*THE DATA:*
****************************************

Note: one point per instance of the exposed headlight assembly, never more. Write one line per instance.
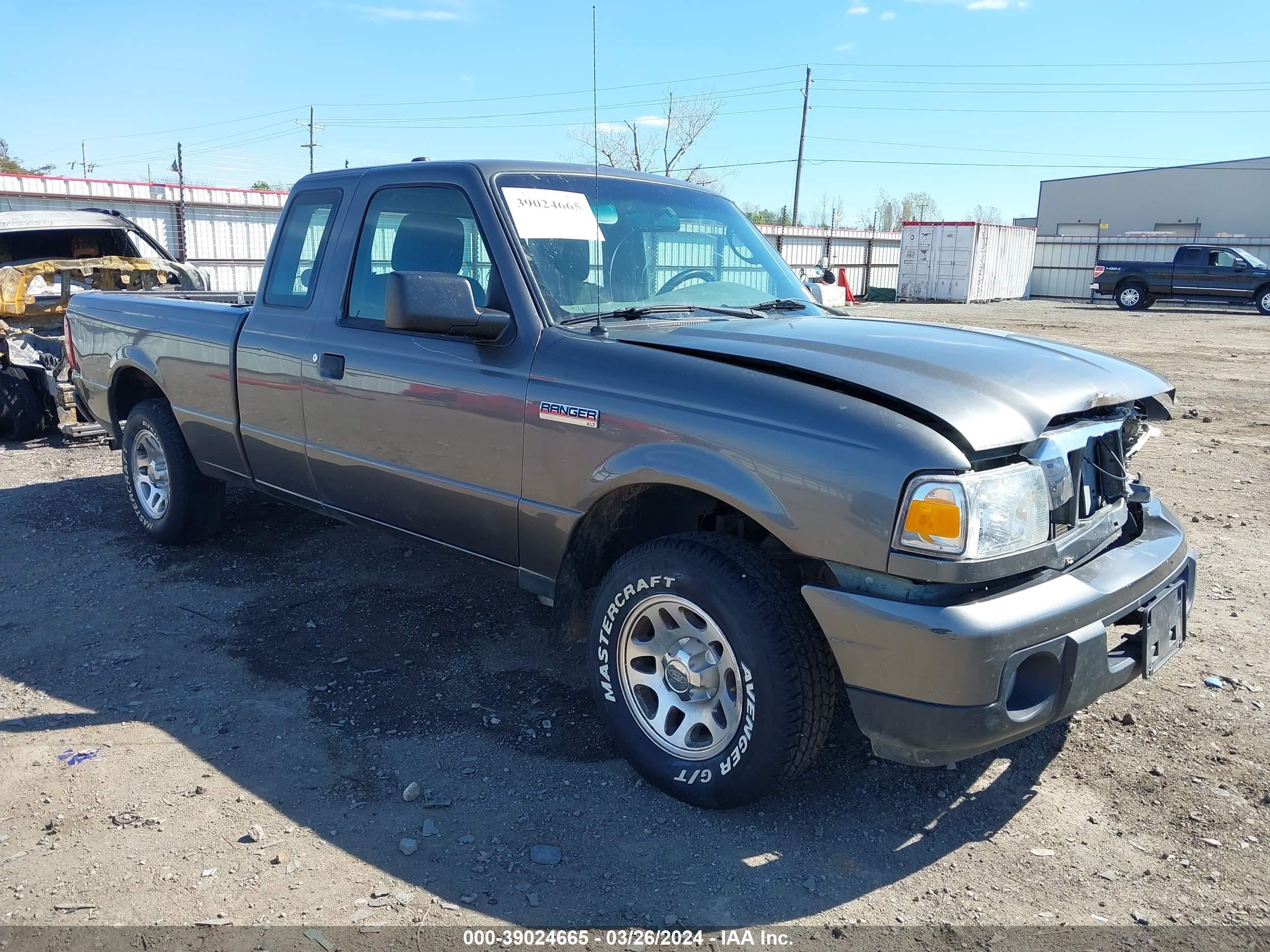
(975, 514)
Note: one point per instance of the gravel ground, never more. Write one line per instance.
(295, 676)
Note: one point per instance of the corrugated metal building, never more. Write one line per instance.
(228, 230)
(1189, 201)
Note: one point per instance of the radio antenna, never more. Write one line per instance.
(599, 331)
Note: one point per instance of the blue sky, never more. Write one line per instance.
(960, 98)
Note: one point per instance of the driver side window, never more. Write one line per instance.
(416, 229)
(294, 272)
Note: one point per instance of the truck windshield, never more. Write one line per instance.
(640, 244)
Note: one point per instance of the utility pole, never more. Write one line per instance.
(310, 145)
(181, 205)
(84, 167)
(802, 139)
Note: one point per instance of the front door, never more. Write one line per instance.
(274, 348)
(420, 432)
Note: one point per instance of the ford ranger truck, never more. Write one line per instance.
(612, 389)
(1209, 273)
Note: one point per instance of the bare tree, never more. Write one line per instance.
(918, 206)
(13, 164)
(657, 144)
(986, 214)
(762, 216)
(883, 215)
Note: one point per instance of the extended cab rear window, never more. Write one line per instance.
(300, 248)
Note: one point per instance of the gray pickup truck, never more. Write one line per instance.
(610, 386)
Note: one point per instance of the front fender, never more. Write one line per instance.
(727, 476)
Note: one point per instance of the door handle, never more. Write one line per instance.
(332, 366)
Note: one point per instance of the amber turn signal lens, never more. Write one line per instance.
(934, 517)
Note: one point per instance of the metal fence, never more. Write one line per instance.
(226, 232)
(1064, 265)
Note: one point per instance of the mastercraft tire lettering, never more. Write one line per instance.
(709, 669)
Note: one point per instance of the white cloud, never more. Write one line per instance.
(400, 14)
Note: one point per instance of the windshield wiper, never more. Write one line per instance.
(632, 314)
(783, 304)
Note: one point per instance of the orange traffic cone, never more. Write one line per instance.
(844, 283)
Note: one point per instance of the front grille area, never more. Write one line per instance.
(1097, 468)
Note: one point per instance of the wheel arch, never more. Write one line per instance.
(665, 490)
(133, 380)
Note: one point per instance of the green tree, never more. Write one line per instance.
(761, 216)
(13, 164)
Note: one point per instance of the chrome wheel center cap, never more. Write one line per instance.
(691, 669)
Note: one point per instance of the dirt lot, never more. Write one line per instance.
(298, 675)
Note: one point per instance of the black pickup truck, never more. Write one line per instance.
(1198, 272)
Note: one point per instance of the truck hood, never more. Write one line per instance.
(991, 387)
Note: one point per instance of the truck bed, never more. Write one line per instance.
(193, 343)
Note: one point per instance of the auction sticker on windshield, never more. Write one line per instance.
(541, 212)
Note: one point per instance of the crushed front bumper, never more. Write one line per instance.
(933, 684)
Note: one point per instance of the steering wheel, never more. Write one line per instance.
(687, 274)
(737, 248)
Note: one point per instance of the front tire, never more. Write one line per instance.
(709, 669)
(22, 410)
(1130, 298)
(175, 503)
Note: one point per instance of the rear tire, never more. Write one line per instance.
(22, 410)
(1130, 298)
(740, 699)
(175, 503)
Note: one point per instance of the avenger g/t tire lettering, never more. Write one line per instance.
(709, 669)
(173, 501)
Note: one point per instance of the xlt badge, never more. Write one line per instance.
(577, 415)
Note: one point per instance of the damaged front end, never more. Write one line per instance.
(36, 366)
(38, 292)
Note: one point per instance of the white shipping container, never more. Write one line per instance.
(964, 262)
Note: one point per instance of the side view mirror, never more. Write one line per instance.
(436, 303)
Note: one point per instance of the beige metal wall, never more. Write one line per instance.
(1223, 197)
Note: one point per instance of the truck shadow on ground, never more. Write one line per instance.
(322, 668)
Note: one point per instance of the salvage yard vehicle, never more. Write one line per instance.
(611, 387)
(46, 257)
(1197, 273)
(49, 256)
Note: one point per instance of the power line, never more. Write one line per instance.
(312, 146)
(977, 166)
(1017, 83)
(1038, 65)
(1047, 112)
(388, 121)
(975, 149)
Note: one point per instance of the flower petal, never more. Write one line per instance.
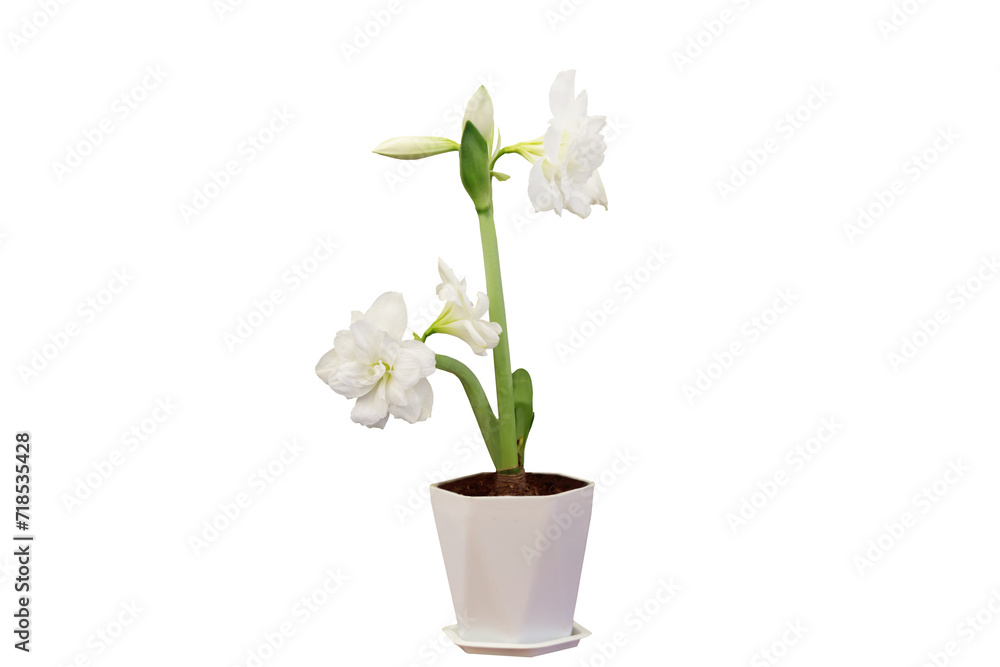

****************************************

*WORK ITEM:*
Repeat the full listing above exactly, with no pictures in the copy.

*ANSWER BELOW:*
Note: one point per instance of the exposed headlight assembly, never more. Write one line per instance.
(975, 514)
Note: one point per instance of the gravel ground, never more. Write one line per instance.
(295, 676)
Note: one point per instance of the corrugated metal building, never more. Write one line per instance.
(228, 230)
(1189, 201)
Note: one point per instance of the radio antenna, never more. Write one line per instance.
(599, 331)
Note: one point per instance of the blue sky, never more. Write one line per instance.
(960, 98)
Note: one point per instance of the driver side window, never more. Write one line per instance.
(416, 229)
(294, 272)
Note: one point per instance of the truck windshield, never more. Write one line per instance.
(640, 244)
Note: one point per instance of the utility pole, never more. Write one line per instance.
(310, 145)
(181, 205)
(84, 167)
(802, 139)
Note: one point per instance of the front door, never more. Write one line per instance.
(274, 348)
(420, 432)
Note: one point per instance of the ford ranger truck, never more. Write one line per instance.
(612, 389)
(1209, 273)
Note: one point per instance of the bare tree, never more. Write one line per instance.
(918, 206)
(13, 164)
(657, 144)
(986, 214)
(762, 216)
(883, 215)
Note: one point per instance of the extended cab rear window, never more. Write one line per instance.
(300, 248)
Note: one point per instance of the gray pickup truck, never more. Write one line per instance.
(610, 386)
Note: one point per instance of the front fender, never more. Write one line per instance.
(727, 476)
Note: one point per instance of the door handle, never more. Write one line per instance.
(332, 366)
Note: one point per instance of the amber turn signal lens, never more. Write one line per instance.
(934, 517)
Note: one point per instance of the metal fence, never more. Write one line per instance.
(226, 232)
(1064, 265)
Note: one point per instance of the mastercraft tire lettering, never more. Write one line per instance.
(709, 669)
Note: one point per instance of the white cloud, never more. Write one line per instance.
(400, 14)
Note: one point per instance of the windshield wiper, never more. Write one line per instance.
(632, 314)
(783, 304)
Note: one point per instance of the orange traffic cone, never more. Write one line per instance.
(844, 283)
Note: one point per instance of the front grille area, never more. Write one line per instance.
(1097, 468)
Note: one point per instance of the wheel arch, never more. Write one line per instance.
(665, 490)
(133, 380)
Note: one point per instance of the green tree, never more. Write one line per instance.
(761, 216)
(13, 164)
Note: one point per instance of the chrome wheel center cap, never more. Write one line per instance.
(691, 669)
Note: one point per instance of the dirt lot, never more. Write one line per instance.
(298, 675)
Note: one point per instance of the black pickup truck, never more. Write one line per instance.
(1198, 272)
Note: one point per instance of the truck hood, never more. Write one line per instance.
(991, 387)
Note: one point per instance of the truck bed, never more. Write one line per instance.
(193, 343)
Note: one point per instance of the auction sticker on windshield, never more. Write one line per instance.
(541, 212)
Note: one point per instance of the crushed front bumper, never more. Write one line per instance.
(933, 684)
Note: one point per instance of the steering wheel, never more. Write one line per instance.
(687, 274)
(737, 248)
Note: one point per instance of the front tire, never more. Write one line per instance.
(709, 669)
(22, 410)
(1130, 298)
(175, 503)
Note: one point per instance of the rear tire, never more. Write one line per instance.
(22, 410)
(1130, 298)
(740, 699)
(175, 503)
Note: one point per instance of the avenger g/t tire lettering, never more. Write one line per instance.
(709, 669)
(173, 501)
Note: one point per instance of the xlt badge, never more. Write one line per instance.
(577, 415)
Note: one point per instance of the damaged front end, never more. Write one line per instance.
(36, 366)
(38, 292)
Note: one point per instance of the white shipping container, never more. Write one line per instance.
(964, 262)
Note: one point per instance of the side view mirror, never more. Write one line per instance.
(436, 303)
Note: one point per instance of the beige metal wall, never more. Write one line per instance.
(1223, 197)
Note: one point per instance of the truck shadow on ground, never more. Write one line per instance.
(322, 668)
Note: one point per instance of the salvage yard vehicle, never more. Write one line per instance.
(611, 387)
(46, 257)
(1197, 273)
(49, 256)
Note: one point per instance of the power line, never more. Write one line per instance.
(312, 146)
(977, 166)
(1017, 83)
(1038, 65)
(1047, 112)
(388, 121)
(975, 149)
Note: one point per instance of the flower petal, never more. Write one line per instance.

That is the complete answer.